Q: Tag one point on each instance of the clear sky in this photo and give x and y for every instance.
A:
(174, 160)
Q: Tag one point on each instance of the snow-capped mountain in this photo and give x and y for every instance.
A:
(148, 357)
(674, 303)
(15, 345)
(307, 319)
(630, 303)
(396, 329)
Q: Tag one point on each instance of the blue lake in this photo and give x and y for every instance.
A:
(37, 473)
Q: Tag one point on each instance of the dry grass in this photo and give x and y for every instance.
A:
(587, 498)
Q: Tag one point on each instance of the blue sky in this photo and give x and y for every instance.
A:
------------------------------
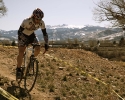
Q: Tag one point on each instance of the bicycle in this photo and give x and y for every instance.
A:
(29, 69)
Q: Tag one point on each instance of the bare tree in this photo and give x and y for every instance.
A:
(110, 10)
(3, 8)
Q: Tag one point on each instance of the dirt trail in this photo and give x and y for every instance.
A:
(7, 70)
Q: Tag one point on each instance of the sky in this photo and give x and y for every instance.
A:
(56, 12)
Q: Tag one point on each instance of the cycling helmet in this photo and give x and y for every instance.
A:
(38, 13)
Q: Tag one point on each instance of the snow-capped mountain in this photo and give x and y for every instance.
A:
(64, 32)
------------------------------
→ **EXERCISE TASK**:
Can you find every row above that contains the word "blue" and copy each one out in full?

→ **RESPONSE**:
Q: Tag one point on each instance of the blue lake in this photo and give x and y for every instance.
Q: Tag one point on each instance of the blue sky in this photo and give x and y for every instance.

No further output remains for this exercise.